▶ _EXERCISE INSTRUCTIONS_
Pull out every line of the rows below that contains the word "concrete", and copy each one as it appears.

▶ _DATA FOR THIS EXERCISE_
+===+

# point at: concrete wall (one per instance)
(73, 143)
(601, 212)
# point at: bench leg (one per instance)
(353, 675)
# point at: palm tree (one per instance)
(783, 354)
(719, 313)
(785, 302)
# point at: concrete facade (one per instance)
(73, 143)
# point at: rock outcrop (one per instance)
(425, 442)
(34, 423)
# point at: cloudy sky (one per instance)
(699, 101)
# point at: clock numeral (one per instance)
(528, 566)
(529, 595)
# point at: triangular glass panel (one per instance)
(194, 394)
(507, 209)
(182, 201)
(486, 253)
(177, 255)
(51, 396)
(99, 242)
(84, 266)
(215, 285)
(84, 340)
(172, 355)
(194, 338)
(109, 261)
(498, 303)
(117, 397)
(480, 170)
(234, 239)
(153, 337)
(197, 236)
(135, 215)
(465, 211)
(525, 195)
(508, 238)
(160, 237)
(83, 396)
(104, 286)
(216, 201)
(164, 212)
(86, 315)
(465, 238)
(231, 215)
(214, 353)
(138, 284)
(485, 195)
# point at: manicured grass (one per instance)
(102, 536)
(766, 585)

+===+

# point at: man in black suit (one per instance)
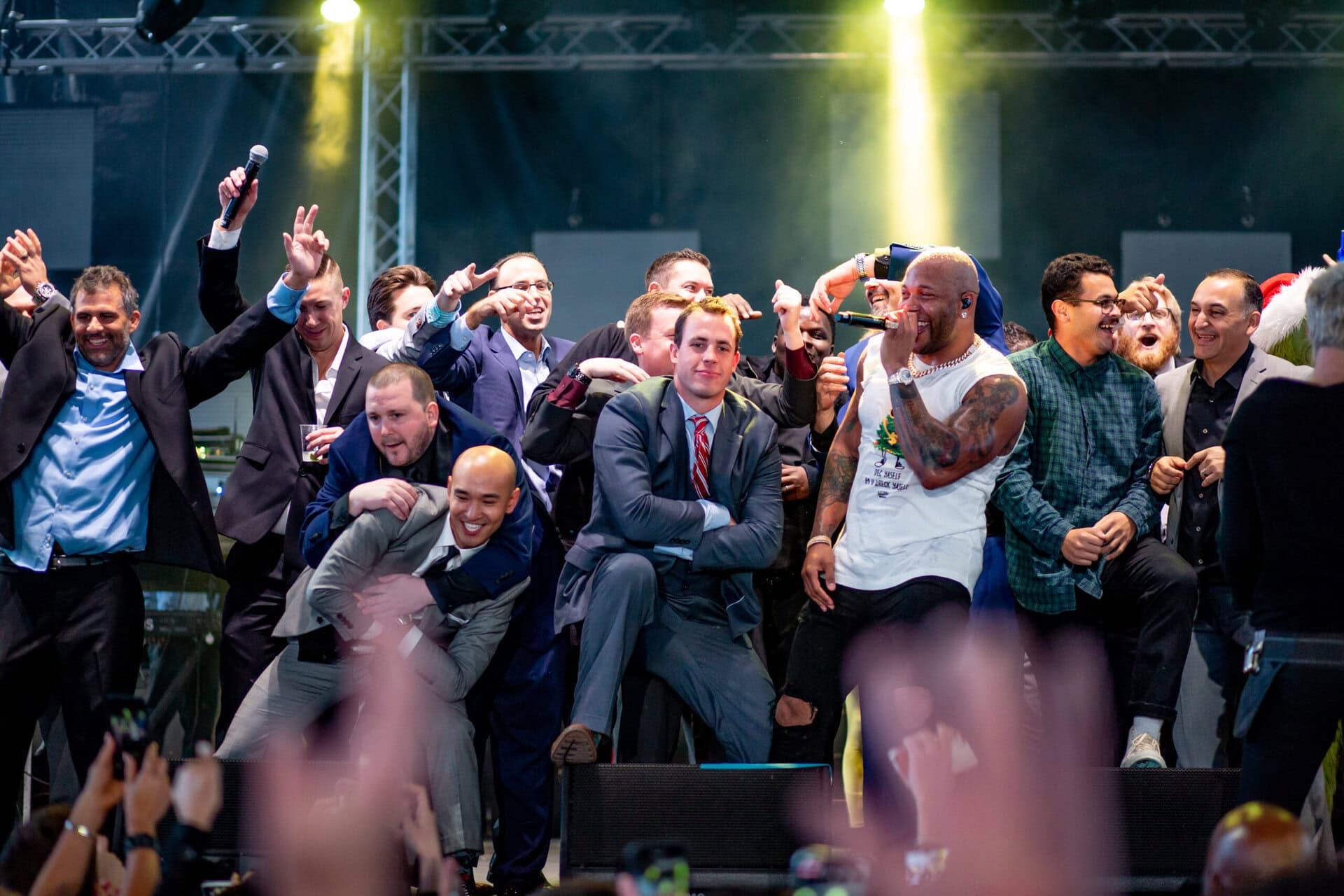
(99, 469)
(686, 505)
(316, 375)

+===+

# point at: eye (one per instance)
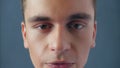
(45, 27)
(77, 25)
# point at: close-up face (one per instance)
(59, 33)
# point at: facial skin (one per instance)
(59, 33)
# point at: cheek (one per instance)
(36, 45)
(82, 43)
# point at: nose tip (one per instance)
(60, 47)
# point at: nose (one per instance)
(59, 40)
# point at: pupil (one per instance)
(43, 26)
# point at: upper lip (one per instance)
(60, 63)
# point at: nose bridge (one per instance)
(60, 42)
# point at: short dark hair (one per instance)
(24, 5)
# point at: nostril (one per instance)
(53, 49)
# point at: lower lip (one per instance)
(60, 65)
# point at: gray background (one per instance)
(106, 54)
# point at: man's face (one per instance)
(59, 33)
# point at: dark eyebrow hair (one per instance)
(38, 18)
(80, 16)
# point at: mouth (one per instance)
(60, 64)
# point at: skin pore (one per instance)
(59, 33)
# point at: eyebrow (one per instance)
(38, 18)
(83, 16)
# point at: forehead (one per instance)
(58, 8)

+===+

▶ _RESPONSE TO THE TASK_
# point at: concrete wall (one per instance)
# point at: concrete facade (one per instance)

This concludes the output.